Records contained in a dataset

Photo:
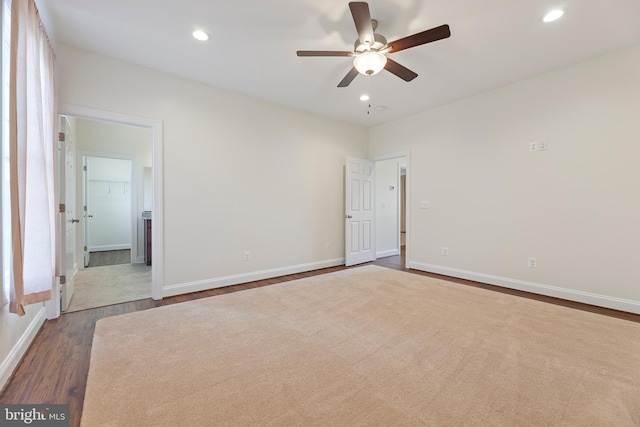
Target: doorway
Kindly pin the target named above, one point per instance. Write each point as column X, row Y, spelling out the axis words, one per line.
column 104, row 136
column 392, row 213
column 109, row 198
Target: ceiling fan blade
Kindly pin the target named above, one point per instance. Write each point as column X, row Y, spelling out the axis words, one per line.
column 323, row 53
column 348, row 78
column 362, row 19
column 428, row 36
column 399, row 70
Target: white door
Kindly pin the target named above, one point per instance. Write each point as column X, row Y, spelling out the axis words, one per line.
column 67, row 183
column 86, row 216
column 359, row 205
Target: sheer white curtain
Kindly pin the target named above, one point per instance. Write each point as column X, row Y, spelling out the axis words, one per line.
column 33, row 153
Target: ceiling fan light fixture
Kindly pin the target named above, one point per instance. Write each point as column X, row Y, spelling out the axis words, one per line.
column 203, row 36
column 553, row 15
column 370, row 62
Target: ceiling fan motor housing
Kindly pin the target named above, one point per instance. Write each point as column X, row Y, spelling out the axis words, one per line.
column 379, row 42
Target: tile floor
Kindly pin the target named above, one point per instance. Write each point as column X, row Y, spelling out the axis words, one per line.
column 111, row 284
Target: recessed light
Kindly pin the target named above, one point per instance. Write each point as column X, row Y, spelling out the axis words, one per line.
column 203, row 36
column 553, row 15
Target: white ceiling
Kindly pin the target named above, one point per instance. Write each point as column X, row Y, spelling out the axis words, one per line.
column 253, row 49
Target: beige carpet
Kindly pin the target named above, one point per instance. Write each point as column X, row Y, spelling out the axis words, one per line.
column 366, row 346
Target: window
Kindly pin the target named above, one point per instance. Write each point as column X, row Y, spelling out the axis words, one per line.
column 27, row 158
column 5, row 211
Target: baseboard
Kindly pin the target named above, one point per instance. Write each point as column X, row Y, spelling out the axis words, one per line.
column 536, row 288
column 11, row 362
column 108, row 248
column 219, row 282
column 391, row 252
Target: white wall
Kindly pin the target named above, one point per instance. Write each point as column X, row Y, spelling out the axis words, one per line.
column 16, row 334
column 240, row 174
column 110, row 139
column 494, row 204
column 387, row 208
column 109, row 203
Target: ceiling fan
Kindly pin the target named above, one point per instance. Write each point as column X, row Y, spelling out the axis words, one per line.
column 371, row 49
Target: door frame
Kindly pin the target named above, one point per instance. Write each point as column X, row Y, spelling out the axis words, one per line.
column 157, row 235
column 361, row 214
column 406, row 155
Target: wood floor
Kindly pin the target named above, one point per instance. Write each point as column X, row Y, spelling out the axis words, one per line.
column 59, row 374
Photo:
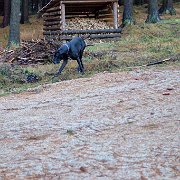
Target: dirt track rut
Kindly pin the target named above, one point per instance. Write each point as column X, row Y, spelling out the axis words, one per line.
column 111, row 126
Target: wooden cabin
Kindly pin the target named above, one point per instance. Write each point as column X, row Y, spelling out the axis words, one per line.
column 56, row 12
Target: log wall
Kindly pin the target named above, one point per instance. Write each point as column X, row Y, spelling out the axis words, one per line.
column 55, row 16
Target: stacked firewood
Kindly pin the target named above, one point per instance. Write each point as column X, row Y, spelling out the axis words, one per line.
column 85, row 23
column 30, row 52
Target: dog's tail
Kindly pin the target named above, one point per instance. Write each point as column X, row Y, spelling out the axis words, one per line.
column 86, row 36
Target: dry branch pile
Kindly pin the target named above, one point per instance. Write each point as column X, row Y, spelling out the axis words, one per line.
column 86, row 23
column 30, row 52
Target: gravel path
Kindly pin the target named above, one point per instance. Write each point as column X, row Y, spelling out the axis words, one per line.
column 111, row 126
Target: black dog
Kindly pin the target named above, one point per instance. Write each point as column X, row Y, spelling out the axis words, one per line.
column 73, row 49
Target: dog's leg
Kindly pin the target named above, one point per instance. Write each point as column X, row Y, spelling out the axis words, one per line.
column 80, row 65
column 65, row 61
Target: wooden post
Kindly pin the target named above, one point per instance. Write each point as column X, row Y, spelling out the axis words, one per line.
column 115, row 14
column 63, row 17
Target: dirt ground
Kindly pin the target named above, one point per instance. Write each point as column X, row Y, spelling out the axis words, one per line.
column 111, row 126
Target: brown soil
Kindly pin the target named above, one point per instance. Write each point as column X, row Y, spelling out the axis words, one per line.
column 111, row 126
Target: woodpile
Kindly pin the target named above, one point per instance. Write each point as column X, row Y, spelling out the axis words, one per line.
column 30, row 52
column 86, row 23
column 59, row 16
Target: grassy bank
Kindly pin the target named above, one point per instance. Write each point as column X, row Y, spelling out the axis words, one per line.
column 139, row 45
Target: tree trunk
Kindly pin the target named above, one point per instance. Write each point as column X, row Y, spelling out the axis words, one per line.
column 7, row 10
column 25, row 12
column 167, row 8
column 128, row 13
column 153, row 15
column 14, row 32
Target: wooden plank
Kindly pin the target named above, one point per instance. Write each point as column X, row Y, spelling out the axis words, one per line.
column 52, row 18
column 46, row 23
column 53, row 28
column 115, row 14
column 94, row 36
column 53, row 9
column 97, row 31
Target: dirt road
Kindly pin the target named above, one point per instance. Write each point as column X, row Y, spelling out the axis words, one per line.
column 111, row 126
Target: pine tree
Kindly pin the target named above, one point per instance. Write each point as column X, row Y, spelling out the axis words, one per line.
column 14, row 32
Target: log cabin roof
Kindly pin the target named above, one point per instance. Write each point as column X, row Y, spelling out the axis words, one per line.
column 75, row 5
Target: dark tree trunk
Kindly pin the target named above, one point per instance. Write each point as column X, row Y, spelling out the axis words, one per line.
column 7, row 10
column 25, row 12
column 14, row 32
column 153, row 15
column 128, row 13
column 167, row 8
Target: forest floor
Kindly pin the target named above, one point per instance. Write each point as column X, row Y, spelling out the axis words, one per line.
column 113, row 126
column 118, row 121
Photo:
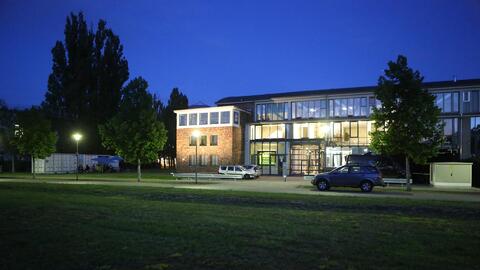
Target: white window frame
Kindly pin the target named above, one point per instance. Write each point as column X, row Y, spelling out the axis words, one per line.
column 466, row 94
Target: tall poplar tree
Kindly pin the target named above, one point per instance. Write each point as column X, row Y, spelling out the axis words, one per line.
column 135, row 133
column 88, row 73
column 408, row 121
column 177, row 101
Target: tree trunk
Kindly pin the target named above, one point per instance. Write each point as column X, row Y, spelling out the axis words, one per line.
column 407, row 173
column 33, row 167
column 139, row 172
column 13, row 162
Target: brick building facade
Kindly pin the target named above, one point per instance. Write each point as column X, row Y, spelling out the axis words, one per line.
column 220, row 138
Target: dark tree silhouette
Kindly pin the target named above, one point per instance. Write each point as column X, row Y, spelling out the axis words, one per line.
column 408, row 121
column 177, row 101
column 134, row 132
column 88, row 73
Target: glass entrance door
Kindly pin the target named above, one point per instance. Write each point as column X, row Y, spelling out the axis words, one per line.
column 268, row 161
column 306, row 159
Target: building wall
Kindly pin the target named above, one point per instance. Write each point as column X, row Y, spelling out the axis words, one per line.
column 229, row 149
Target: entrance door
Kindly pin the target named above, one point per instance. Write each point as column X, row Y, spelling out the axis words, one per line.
column 268, row 162
column 337, row 160
column 305, row 159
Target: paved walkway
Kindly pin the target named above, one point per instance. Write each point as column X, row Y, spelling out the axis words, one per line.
column 294, row 185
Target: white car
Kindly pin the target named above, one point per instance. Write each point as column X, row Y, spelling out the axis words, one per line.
column 255, row 168
column 237, row 170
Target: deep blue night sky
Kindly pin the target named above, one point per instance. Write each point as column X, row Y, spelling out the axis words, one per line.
column 213, row 49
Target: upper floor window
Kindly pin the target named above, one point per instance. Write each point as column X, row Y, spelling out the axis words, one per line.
column 225, row 118
column 309, row 109
column 192, row 119
column 213, row 140
column 344, row 107
column 182, row 120
column 450, row 131
column 236, row 117
column 203, row 140
column 213, row 118
column 214, row 160
column 193, row 141
column 447, row 102
column 203, row 118
column 271, row 111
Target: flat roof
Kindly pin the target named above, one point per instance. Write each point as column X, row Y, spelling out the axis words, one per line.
column 348, row 90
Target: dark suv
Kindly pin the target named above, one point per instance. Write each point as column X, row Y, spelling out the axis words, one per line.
column 363, row 176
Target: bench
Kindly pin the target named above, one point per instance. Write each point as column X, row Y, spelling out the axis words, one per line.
column 206, row 176
column 401, row 181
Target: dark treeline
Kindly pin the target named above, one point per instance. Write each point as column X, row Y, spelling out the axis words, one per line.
column 89, row 71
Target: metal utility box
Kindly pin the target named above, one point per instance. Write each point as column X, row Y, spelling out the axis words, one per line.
column 67, row 163
column 451, row 174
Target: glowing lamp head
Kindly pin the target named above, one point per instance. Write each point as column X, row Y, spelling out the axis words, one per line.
column 77, row 136
column 196, row 134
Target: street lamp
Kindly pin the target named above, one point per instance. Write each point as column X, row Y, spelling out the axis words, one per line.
column 196, row 135
column 77, row 137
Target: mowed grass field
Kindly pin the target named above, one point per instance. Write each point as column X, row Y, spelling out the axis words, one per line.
column 52, row 226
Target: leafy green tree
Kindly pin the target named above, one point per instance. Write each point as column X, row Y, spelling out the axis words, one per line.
column 34, row 136
column 135, row 133
column 177, row 101
column 7, row 131
column 88, row 73
column 408, row 121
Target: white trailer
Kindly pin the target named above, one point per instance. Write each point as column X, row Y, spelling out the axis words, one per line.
column 67, row 163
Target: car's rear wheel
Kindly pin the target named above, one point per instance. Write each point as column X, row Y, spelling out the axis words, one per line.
column 322, row 185
column 366, row 186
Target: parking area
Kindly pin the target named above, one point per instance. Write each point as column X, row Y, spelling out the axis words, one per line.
column 293, row 185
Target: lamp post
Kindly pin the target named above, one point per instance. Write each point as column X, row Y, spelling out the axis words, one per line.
column 77, row 137
column 196, row 135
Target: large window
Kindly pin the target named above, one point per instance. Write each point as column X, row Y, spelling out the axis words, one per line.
column 213, row 140
column 182, row 120
column 320, row 130
column 203, row 160
column 344, row 107
column 271, row 111
column 214, row 160
column 447, row 102
column 213, row 118
column 192, row 160
column 192, row 119
column 268, row 131
column 225, row 118
column 203, row 118
column 193, row 140
column 309, row 109
column 450, row 131
column 475, row 136
column 344, row 133
column 203, row 140
column 236, row 118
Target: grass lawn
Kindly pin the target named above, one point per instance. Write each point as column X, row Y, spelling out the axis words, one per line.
column 147, row 176
column 48, row 226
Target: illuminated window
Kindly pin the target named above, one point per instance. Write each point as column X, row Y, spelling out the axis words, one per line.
column 182, row 120
column 193, row 140
column 192, row 119
column 236, row 117
column 214, row 140
column 213, row 118
column 203, row 140
column 214, row 160
column 225, row 118
column 204, row 119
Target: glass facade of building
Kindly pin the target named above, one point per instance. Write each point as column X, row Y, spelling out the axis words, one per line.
column 310, row 136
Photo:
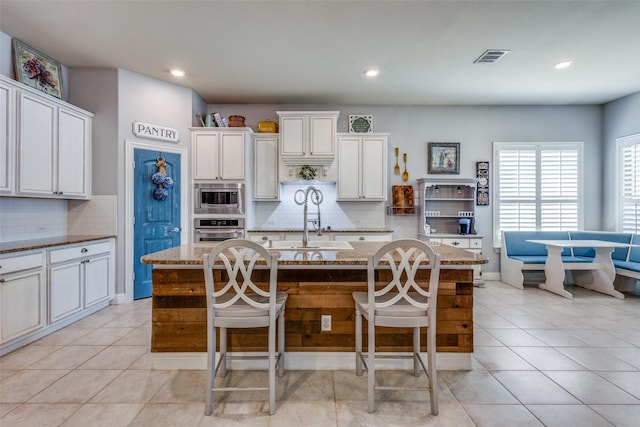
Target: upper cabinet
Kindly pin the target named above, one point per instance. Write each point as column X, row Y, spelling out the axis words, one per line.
column 7, row 138
column 53, row 144
column 265, row 162
column 308, row 137
column 362, row 167
column 219, row 153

ASSIGNMENT
Lines from the entries that contain the string "roof" must be found and copied.

WRITTEN RESPONSE
Target: log cabin roof
Target: flat roof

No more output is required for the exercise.